Task instructions: Please repeat the records below, switching "Drop a point" to "Place a marker" throughout and leaving everything else unchanged.

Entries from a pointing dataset
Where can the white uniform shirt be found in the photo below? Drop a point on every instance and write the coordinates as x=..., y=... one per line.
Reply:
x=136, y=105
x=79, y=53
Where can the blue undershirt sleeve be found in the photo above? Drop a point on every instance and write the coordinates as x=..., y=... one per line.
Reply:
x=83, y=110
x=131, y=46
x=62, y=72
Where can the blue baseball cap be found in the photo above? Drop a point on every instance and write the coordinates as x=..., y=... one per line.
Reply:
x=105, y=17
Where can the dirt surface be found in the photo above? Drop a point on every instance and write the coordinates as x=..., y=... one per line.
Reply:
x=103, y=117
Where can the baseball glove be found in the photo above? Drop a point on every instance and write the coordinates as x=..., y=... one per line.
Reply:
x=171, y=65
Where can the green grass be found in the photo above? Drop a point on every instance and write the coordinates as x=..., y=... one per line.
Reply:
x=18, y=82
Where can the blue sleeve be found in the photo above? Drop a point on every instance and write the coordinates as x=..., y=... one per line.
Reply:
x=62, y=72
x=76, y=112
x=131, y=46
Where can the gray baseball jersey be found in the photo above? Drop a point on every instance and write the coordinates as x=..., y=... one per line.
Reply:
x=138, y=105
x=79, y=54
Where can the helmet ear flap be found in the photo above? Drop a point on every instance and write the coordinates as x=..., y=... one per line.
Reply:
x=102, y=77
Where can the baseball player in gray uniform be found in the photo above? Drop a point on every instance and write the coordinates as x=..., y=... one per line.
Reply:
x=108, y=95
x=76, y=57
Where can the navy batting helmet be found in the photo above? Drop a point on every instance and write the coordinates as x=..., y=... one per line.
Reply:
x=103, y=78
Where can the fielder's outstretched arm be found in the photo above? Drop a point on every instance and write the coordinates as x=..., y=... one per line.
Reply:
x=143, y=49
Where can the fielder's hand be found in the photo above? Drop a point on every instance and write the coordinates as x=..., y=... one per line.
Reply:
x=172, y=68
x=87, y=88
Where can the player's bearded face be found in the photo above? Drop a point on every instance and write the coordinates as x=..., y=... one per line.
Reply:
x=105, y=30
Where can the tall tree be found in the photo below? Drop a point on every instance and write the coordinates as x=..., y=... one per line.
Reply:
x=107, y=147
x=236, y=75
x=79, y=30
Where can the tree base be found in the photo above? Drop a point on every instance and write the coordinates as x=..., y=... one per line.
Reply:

Solved problem:
Where can the white uniform shirt be found in the photo below? Place a marker on every instance and write the coordinates as x=..., y=... one per line.
Reply:
x=136, y=105
x=79, y=53
Where can the blue undershirt sleeve be found in the photo above? Place a marker on every instance and write the coordinates as x=..., y=... one per line.
Reply:
x=83, y=110
x=131, y=46
x=62, y=72
Where can the blue baseball cap be found in the photo above? Place a marker on every instance and write the coordinates as x=..., y=... one per line.
Reply:
x=105, y=17
Where can the dirt surface be found in the photo above? Place a marker on every instance and write the coordinates as x=..., y=... one per line.
Reply:
x=103, y=117
Where can the baseball glove be found in the photo above? Place a marker on every instance and write the coordinates as x=..., y=... one per line.
Reply:
x=171, y=65
Where can the green grass be found in the photo above? Place a marker on every instance and write the coordinates as x=..., y=... one per line.
Reply:
x=18, y=82
Where can the blue sleeve be found in the photo above? Place a marker on every instance and write the coordinates as x=..., y=... one per line.
Reply:
x=62, y=72
x=76, y=112
x=131, y=46
Where can the gray baseball jersey be found in the photo above? Place a marker on every instance and write the coordinates as x=..., y=... one per line.
Reply:
x=138, y=105
x=79, y=54
Where can the helmet ear flap be found in the photo above? Place a marker on every instance and write the coordinates as x=..., y=... one per line.
Reply:
x=102, y=77
Where can the baseball player in gray uniform be found in the photo above? Place a marker on every instance and write the coordinates as x=..., y=... one per line.
Reply:
x=108, y=95
x=76, y=57
Where can the navy batting helmet be found in the photo above? Place a marker on every instance and write the coordinates as x=..., y=... one per line.
Reply:
x=103, y=78
Where can the fielder's outstretched arm be found in the photo above? Place a marker on every instance and write the coordinates as x=..., y=... one per line.
Reply:
x=143, y=49
Where can the fielder's hand be found in the photo above? Place a marker on every instance and write the coordinates as x=..., y=... one per line.
Reply:
x=172, y=68
x=87, y=88
Where can the player's bearded face be found in the photo above? Place a marker on every instance and write the coordinates as x=..., y=... one per line.
Reply:
x=105, y=30
Where can the tall tree be found in the photo below? Place a marker on every instance and write the coordinates as x=..., y=... one per line.
Reply:
x=107, y=147
x=236, y=75
x=79, y=30
Where can the tree base be found in the photo above? Place a marker on every instance and write the coordinates as x=..., y=... one per line.
Reply:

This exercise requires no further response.